## Exercise goal:
Give back the whole listing exactly as it is written.

□ □ □ □ □

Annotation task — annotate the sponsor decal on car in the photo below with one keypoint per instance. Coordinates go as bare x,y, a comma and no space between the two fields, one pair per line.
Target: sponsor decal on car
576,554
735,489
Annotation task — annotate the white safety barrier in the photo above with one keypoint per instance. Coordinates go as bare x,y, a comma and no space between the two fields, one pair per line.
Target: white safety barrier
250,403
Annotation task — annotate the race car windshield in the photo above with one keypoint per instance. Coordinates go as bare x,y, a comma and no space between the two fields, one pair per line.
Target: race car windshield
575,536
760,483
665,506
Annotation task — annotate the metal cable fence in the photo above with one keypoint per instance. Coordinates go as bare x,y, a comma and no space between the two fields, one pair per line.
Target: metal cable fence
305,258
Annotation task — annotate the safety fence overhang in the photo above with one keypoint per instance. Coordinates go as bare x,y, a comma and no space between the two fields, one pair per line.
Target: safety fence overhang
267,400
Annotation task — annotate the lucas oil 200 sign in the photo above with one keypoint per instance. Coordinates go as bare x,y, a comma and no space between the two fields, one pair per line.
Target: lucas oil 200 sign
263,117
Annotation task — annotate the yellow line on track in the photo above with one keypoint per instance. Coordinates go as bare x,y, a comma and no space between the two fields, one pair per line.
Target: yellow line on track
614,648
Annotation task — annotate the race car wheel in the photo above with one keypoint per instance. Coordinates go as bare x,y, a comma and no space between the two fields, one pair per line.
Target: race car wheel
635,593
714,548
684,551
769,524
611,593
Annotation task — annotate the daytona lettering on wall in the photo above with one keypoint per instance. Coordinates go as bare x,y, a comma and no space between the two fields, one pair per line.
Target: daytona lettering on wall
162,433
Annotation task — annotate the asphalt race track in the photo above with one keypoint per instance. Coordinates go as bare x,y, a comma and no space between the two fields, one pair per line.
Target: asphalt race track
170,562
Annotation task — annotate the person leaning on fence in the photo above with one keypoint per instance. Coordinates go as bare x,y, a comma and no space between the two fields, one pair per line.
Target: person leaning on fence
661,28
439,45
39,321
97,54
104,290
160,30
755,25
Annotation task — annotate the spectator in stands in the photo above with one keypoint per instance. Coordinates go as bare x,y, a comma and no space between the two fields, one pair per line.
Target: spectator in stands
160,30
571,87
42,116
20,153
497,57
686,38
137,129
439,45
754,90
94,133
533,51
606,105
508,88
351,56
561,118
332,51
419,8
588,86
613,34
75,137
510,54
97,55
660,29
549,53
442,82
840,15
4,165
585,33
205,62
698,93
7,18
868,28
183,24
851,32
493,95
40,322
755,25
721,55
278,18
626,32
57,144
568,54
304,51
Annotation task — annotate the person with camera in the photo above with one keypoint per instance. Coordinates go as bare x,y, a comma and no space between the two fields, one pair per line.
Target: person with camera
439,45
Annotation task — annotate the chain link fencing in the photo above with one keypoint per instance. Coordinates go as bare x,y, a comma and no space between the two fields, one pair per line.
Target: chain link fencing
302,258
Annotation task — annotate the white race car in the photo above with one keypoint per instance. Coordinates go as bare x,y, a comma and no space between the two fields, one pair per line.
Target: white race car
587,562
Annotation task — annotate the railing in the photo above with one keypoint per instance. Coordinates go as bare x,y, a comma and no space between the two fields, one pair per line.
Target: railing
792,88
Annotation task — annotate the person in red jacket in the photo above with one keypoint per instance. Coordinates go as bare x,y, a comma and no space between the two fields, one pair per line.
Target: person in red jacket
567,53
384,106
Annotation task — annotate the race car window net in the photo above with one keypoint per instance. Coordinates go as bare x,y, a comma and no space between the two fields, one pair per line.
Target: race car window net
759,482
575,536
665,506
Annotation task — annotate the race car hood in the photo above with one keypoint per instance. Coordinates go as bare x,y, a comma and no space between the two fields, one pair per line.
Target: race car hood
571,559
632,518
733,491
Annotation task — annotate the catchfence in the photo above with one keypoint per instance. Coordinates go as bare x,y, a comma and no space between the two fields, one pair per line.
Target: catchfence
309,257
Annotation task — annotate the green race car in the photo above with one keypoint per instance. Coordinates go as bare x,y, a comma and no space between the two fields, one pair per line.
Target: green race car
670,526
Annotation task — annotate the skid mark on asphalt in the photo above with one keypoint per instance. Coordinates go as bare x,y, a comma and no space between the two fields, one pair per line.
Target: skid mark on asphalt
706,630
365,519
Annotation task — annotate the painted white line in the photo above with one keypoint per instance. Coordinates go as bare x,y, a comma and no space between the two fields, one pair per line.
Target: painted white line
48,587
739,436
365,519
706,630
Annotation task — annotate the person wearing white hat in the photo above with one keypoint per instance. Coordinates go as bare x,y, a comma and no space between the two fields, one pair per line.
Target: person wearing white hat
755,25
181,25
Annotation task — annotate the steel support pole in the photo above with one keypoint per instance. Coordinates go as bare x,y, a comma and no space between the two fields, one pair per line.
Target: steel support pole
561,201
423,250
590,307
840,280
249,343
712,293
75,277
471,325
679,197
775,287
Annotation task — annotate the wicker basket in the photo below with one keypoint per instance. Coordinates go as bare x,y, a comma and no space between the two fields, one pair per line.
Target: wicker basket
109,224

□ □ □ □ □

## Completed exercise:
Annotation task — annotate the sponsor decal on car in the photo below with one keypoint per instance. Coordinates go as bare x,y, a comma and no space between the two fields, one pair per line.
Target: sponsor decal on car
576,554
735,489
Annotation task — annotate the white safety barrier in the photo above with one keypoint per instance. Coordinates go as bare x,y, a comma and no space between the two fields, one pair per line.
Target: white safety barrier
250,403
Annotation task — annotate the race car windshield in the photo above with one keypoint per instance. Coordinates go as bare x,y, a comma and no space between the two fields, one pair per line.
Target: race car windshield
575,536
760,483
665,506
Annotation task — annotate the metal cable fence in the photo above with one keypoint per instance. Coordinates go as bare x,y, a comma and no space between the two fields, one pair per line.
Target: metal cable fence
305,258
Annotation task — annotate the safety fence overhang in the photo above with one keypoint per instance. Coordinates go as bare x,y, a comma and no space between the two fields, one pair per line.
Target: safety fence overhang
267,400
Annotation task — annotate the lucas oil 200 sign in the photo above with one keypoint per instance. Coordinates go as bare x,y, a comma and no space between the two fields, one pair per line.
Target: lucas oil 200 sign
263,117
Annotation task — annotate the yellow line on track in the photo above with one keypoint per instance. Coordinates go as bare x,y, a comma and no space between the two fields, one pair per line.
Target: yellow line on track
614,648
Annotation task — annotate the race car wheel in the photo above with one keypoint per instance. Coordinates go as bare x,y, a comma and no space between the two fields, one pair per line.
Target: race car wheel
635,593
714,548
684,551
769,524
611,593
Annotation task — annotate the daytona lettering on wall in the photo above with one keypoint per instance. Coordinates go as bare x,y, a comma and no space between the two fields, one pair per line.
Target: daytona lettering on wall
162,433
Annotation task — annotate the asphalt race track in the photo above with one keypoint per instance. Coordinates go as bare x,y, a comma and no space between the two fields, one pair per line.
Target: asphalt race track
170,562
Annotation task — annotate the person leaning on fence in the photo above with one keypoint per instance. Coordinates go as bare x,y, a comma and no space between the two fields, one pair per line.
Target: person leaning on fence
661,28
439,45
39,321
97,54
104,290
160,30
755,25
Annotation task — annotate the spectator in stands in the photo above with one keypoint per instance. Coordinates go as bare x,y, a comma and no space between the two fields, one pair per line.
Target: spectator in stands
160,30
571,87
42,116
20,153
497,57
686,38
137,129
439,45
754,90
94,133
533,51
606,105
508,88
351,56
561,118
332,51
419,8
588,86
613,34
75,137
510,54
97,55
660,29
549,53
442,82
840,15
4,165
585,33
205,62
698,93
7,18
868,28
183,24
851,32
493,95
40,322
755,25
721,55
278,18
626,32
57,144
568,54
304,51
Annotation task — annotate the person with camera in the photo above with one keypoint per instance. Coordinates go as bare x,y, a comma and no space between the two fields, one pair per line.
Target: person with camera
439,45
Annotation task — annotate the chain link fencing in the photo above with one keypoint per instance. Coordinates go as bare x,y, a comma and no space between the two fields, one pair per line.
Target: chain link fencing
302,258
Annotation task — annotate the white race car in the photo above with one keypoint per instance. Coordinates go as bare x,y, a comma and no space between the two fields, one pair per line.
Target: white race car
587,562
Annotation task — annotate the railing in the photo above with one keypoint per instance. Coordinates go as bare x,y, a comma and no space between the two fields, one pair per line.
Target: railing
792,88
Annotation task — annotate the person in red jacket in the photo above with one keypoint per instance. Coordinates go as bare x,y, a comma and no space between the two fields, one pair per line.
Target: person in red jacket
567,53
384,106
Annotation task — annotate the race car window net in the photo above with one keypoint per instance. Coordinates go as bare x,y, a comma and no space between the two fields, one pair per line.
Target: race car window net
759,482
575,536
665,506
Annotation task — annotate the race car hood in the photo above with one keypoint per instance. Coordinates go as bare x,y, a comma and no space between the two fields, one pair per line.
Target: race car hood
571,559
632,518
733,491
Annotation task — annotate the catchfence in the photo above with one keypoint per instance. Coordinates go as bare x,y, a comma and no space between the two fields, one pair per line.
Target: catchfence
309,257
Annotation task — annotate the green race car in the photo above with one keypoint per instance. Coordinates go as bare x,y, a comma and no space between the two fields, one pair per line.
Target: green race car
670,526
Annotation task — annotate the skid mark on asphalt in the photo above with one keypoint per instance. Coordinates go as bare x,y, a comma and no space between the two fields, one pair per line.
Target: skid mark on asphalt
706,630
365,519
Annotation task — annotate the painted white line in the photo above with one keypoint per instance. Coordinates go as bare x,y, a comma and no space between the two fields, one pair per line.
Target: painted white line
48,587
739,436
365,519
706,630
Annotation task — annotate the person wearing white hat in the photo above with one keypoint per instance. Coordinates go as bare x,y, a comma and no space between the two fields, one pair per line.
Target: person wearing white hat
755,25
181,25
Annotation task — annotate the steel support pole in the photo above with one keypoint per instance. Coordinates go as bare x,y, a comma and no space between the two fields, one pair per line.
Target: steel support pole
561,201
423,250
590,307
840,280
249,343
712,293
75,277
471,325
679,197
775,287
Annotation task — annotate the wicker basket in the photo below with one keypoint per instance. Coordinates go as bare x,y, a comma and no space between the two fields, one pair per line.
Target: wicker basket
109,224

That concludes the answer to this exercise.